[Begin Records to process]

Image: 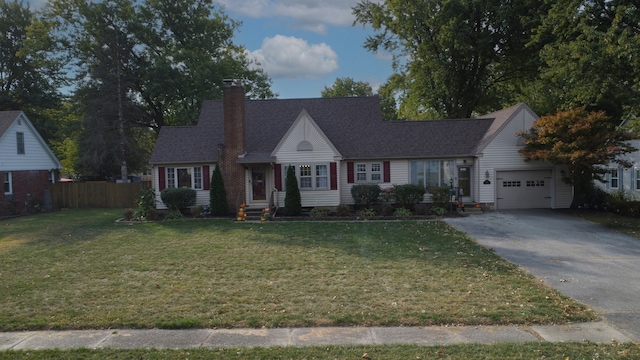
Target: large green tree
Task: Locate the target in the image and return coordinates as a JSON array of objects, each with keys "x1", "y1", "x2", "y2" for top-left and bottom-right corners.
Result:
[
  {"x1": 0, "y1": 0, "x2": 63, "y2": 143},
  {"x1": 353, "y1": 0, "x2": 548, "y2": 119},
  {"x1": 520, "y1": 108, "x2": 639, "y2": 207},
  {"x1": 523, "y1": 0, "x2": 640, "y2": 119}
]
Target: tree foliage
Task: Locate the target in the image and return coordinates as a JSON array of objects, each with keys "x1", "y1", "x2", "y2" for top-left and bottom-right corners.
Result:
[
  {"x1": 519, "y1": 108, "x2": 640, "y2": 206},
  {"x1": 284, "y1": 166, "x2": 302, "y2": 216},
  {"x1": 209, "y1": 164, "x2": 229, "y2": 216},
  {"x1": 353, "y1": 0, "x2": 548, "y2": 119},
  {"x1": 0, "y1": 0, "x2": 63, "y2": 142},
  {"x1": 523, "y1": 0, "x2": 640, "y2": 119}
]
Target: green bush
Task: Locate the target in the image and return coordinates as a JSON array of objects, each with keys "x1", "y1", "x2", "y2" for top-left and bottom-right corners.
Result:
[
  {"x1": 209, "y1": 164, "x2": 229, "y2": 216},
  {"x1": 429, "y1": 186, "x2": 451, "y2": 212},
  {"x1": 160, "y1": 188, "x2": 196, "y2": 212},
  {"x1": 394, "y1": 184, "x2": 426, "y2": 209},
  {"x1": 310, "y1": 208, "x2": 331, "y2": 218},
  {"x1": 336, "y1": 204, "x2": 351, "y2": 216},
  {"x1": 284, "y1": 166, "x2": 302, "y2": 216},
  {"x1": 351, "y1": 184, "x2": 381, "y2": 209}
]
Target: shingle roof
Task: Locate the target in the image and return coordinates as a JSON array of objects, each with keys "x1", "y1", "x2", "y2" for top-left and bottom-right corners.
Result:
[
  {"x1": 0, "y1": 111, "x2": 22, "y2": 137},
  {"x1": 151, "y1": 96, "x2": 500, "y2": 163}
]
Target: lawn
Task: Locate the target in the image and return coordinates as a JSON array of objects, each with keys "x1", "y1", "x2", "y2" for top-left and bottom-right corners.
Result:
[{"x1": 0, "y1": 210, "x2": 597, "y2": 331}]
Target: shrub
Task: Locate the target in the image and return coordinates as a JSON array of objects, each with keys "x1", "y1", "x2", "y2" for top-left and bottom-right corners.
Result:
[
  {"x1": 393, "y1": 208, "x2": 411, "y2": 217},
  {"x1": 351, "y1": 184, "x2": 381, "y2": 209},
  {"x1": 429, "y1": 186, "x2": 451, "y2": 212},
  {"x1": 122, "y1": 209, "x2": 136, "y2": 221},
  {"x1": 209, "y1": 164, "x2": 229, "y2": 216},
  {"x1": 160, "y1": 188, "x2": 196, "y2": 211},
  {"x1": 394, "y1": 184, "x2": 426, "y2": 209},
  {"x1": 336, "y1": 204, "x2": 351, "y2": 216},
  {"x1": 357, "y1": 209, "x2": 376, "y2": 218},
  {"x1": 284, "y1": 166, "x2": 302, "y2": 216},
  {"x1": 310, "y1": 208, "x2": 331, "y2": 218}
]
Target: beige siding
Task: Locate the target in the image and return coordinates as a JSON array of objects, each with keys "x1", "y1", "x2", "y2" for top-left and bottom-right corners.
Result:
[
  {"x1": 0, "y1": 118, "x2": 59, "y2": 171},
  {"x1": 476, "y1": 110, "x2": 572, "y2": 208},
  {"x1": 151, "y1": 164, "x2": 215, "y2": 210}
]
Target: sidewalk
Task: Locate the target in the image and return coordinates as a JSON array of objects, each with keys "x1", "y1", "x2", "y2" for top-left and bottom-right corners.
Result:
[{"x1": 0, "y1": 322, "x2": 633, "y2": 351}]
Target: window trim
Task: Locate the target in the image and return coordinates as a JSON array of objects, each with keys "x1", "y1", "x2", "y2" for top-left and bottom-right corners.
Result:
[
  {"x1": 16, "y1": 132, "x2": 26, "y2": 155},
  {"x1": 2, "y1": 171, "x2": 13, "y2": 195}
]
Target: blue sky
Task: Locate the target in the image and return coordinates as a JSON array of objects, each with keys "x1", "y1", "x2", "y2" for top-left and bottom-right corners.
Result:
[{"x1": 29, "y1": 0, "x2": 392, "y2": 99}]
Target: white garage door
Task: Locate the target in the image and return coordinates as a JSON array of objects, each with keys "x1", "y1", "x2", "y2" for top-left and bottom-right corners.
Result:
[{"x1": 496, "y1": 170, "x2": 551, "y2": 210}]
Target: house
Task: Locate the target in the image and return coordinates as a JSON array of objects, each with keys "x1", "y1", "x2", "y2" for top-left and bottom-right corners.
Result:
[
  {"x1": 150, "y1": 81, "x2": 572, "y2": 212},
  {"x1": 0, "y1": 111, "x2": 62, "y2": 213}
]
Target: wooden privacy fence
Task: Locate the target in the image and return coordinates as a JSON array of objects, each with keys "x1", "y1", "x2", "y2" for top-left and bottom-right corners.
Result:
[{"x1": 50, "y1": 181, "x2": 151, "y2": 209}]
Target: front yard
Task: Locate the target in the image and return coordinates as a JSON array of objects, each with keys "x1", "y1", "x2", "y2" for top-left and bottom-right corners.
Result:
[{"x1": 0, "y1": 210, "x2": 597, "y2": 331}]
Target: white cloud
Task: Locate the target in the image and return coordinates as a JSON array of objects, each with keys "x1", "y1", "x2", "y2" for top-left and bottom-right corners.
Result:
[
  {"x1": 248, "y1": 35, "x2": 338, "y2": 79},
  {"x1": 216, "y1": 0, "x2": 360, "y2": 34}
]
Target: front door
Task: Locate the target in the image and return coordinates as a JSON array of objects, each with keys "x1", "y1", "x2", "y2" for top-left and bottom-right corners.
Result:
[
  {"x1": 458, "y1": 166, "x2": 471, "y2": 201},
  {"x1": 251, "y1": 167, "x2": 267, "y2": 201}
]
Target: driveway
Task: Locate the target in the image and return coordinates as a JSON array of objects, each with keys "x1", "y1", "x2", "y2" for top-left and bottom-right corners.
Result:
[{"x1": 445, "y1": 210, "x2": 640, "y2": 341}]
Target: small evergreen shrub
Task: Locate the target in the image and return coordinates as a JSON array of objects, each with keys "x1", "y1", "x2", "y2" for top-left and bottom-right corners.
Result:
[
  {"x1": 394, "y1": 184, "x2": 426, "y2": 209},
  {"x1": 351, "y1": 184, "x2": 381, "y2": 209},
  {"x1": 309, "y1": 208, "x2": 331, "y2": 218},
  {"x1": 209, "y1": 164, "x2": 229, "y2": 216},
  {"x1": 160, "y1": 188, "x2": 196, "y2": 211},
  {"x1": 393, "y1": 208, "x2": 411, "y2": 217},
  {"x1": 357, "y1": 209, "x2": 376, "y2": 218},
  {"x1": 336, "y1": 204, "x2": 351, "y2": 216},
  {"x1": 284, "y1": 166, "x2": 302, "y2": 216}
]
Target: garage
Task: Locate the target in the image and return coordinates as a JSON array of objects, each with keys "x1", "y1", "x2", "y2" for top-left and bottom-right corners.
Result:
[{"x1": 496, "y1": 170, "x2": 552, "y2": 210}]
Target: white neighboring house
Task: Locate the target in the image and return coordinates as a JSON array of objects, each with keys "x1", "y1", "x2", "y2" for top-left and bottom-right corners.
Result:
[
  {"x1": 150, "y1": 82, "x2": 573, "y2": 212},
  {"x1": 0, "y1": 111, "x2": 62, "y2": 213}
]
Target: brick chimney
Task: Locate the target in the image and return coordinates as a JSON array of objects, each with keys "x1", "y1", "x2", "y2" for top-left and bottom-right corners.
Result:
[{"x1": 220, "y1": 80, "x2": 246, "y2": 213}]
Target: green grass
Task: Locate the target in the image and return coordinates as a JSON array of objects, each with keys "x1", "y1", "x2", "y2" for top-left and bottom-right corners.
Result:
[
  {"x1": 0, "y1": 343, "x2": 640, "y2": 360},
  {"x1": 0, "y1": 210, "x2": 597, "y2": 331}
]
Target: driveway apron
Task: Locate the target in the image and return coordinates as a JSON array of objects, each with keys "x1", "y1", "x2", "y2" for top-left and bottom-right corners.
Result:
[{"x1": 445, "y1": 210, "x2": 640, "y2": 341}]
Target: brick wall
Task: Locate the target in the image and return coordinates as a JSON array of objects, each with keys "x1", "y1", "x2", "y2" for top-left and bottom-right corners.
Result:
[
  {"x1": 220, "y1": 80, "x2": 246, "y2": 213},
  {"x1": 0, "y1": 170, "x2": 51, "y2": 213}
]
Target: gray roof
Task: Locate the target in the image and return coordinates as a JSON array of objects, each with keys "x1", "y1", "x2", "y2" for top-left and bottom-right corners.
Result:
[
  {"x1": 0, "y1": 111, "x2": 22, "y2": 137},
  {"x1": 151, "y1": 96, "x2": 500, "y2": 164}
]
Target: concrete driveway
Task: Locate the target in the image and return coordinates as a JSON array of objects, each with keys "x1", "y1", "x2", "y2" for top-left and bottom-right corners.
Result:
[{"x1": 445, "y1": 210, "x2": 640, "y2": 342}]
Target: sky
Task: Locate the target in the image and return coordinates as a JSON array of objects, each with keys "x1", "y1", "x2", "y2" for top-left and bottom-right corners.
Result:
[{"x1": 28, "y1": 0, "x2": 392, "y2": 99}]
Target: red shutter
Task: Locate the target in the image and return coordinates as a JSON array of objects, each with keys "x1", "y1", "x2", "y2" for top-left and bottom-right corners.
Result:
[
  {"x1": 382, "y1": 161, "x2": 391, "y2": 182},
  {"x1": 273, "y1": 164, "x2": 282, "y2": 191},
  {"x1": 202, "y1": 165, "x2": 211, "y2": 190},
  {"x1": 329, "y1": 163, "x2": 338, "y2": 190},
  {"x1": 158, "y1": 166, "x2": 167, "y2": 191}
]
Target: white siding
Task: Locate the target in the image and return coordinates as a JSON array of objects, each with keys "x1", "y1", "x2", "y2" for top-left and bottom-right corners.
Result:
[
  {"x1": 151, "y1": 164, "x2": 215, "y2": 210},
  {"x1": 273, "y1": 112, "x2": 346, "y2": 207},
  {"x1": 475, "y1": 109, "x2": 572, "y2": 208},
  {"x1": 0, "y1": 116, "x2": 60, "y2": 171}
]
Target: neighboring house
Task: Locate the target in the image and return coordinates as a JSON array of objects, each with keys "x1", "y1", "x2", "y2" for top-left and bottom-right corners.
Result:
[
  {"x1": 0, "y1": 111, "x2": 62, "y2": 213},
  {"x1": 150, "y1": 82, "x2": 572, "y2": 211}
]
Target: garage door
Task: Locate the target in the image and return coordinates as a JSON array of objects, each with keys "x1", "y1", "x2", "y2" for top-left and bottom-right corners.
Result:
[{"x1": 496, "y1": 170, "x2": 551, "y2": 210}]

[End Records to process]

Challenge:
Lines from the one containing "Target: sky" through the final line are to be given again verbatim, with nothing before or after.

Reply to the exercise:
Target: sky
Task: Locate the target in the image and return coordinates as a JSON array of objects, each with keys "x1", "y1", "x2", "y2" for top-left and bottom-right corners.
Result:
[{"x1": 28, "y1": 0, "x2": 392, "y2": 99}]
Target: red shutter
Task: Locate the target in the image and return coordinates as a JSON array of objects, each with keys "x1", "y1", "x2", "y2" for top-left and bottom-right corners.
Result:
[
  {"x1": 382, "y1": 161, "x2": 391, "y2": 182},
  {"x1": 273, "y1": 164, "x2": 282, "y2": 191},
  {"x1": 202, "y1": 165, "x2": 211, "y2": 190},
  {"x1": 329, "y1": 163, "x2": 338, "y2": 190},
  {"x1": 158, "y1": 166, "x2": 167, "y2": 191}
]
Target: white siding
Task: Locate the target in the image and return coordinates as a JSON array of objects, each with keys "x1", "y1", "x2", "y2" for top-left and bottom-right corners.
Result:
[
  {"x1": 151, "y1": 164, "x2": 215, "y2": 210},
  {"x1": 273, "y1": 112, "x2": 346, "y2": 207},
  {"x1": 475, "y1": 109, "x2": 572, "y2": 208},
  {"x1": 0, "y1": 116, "x2": 60, "y2": 171}
]
Target: neighboring house
Task: Locate the target in the image and return coordinates as a JSON array of objects, each with keys "x1", "y1", "x2", "y2" for top-left and bottom-right corners.
Result:
[
  {"x1": 0, "y1": 111, "x2": 62, "y2": 213},
  {"x1": 150, "y1": 82, "x2": 572, "y2": 211}
]
Target: garage door
Task: Locate the target in the image and return coordinates as a JSON array of objects, each with keys "x1", "y1", "x2", "y2" for top-left and bottom-right corners.
Result:
[{"x1": 496, "y1": 170, "x2": 551, "y2": 210}]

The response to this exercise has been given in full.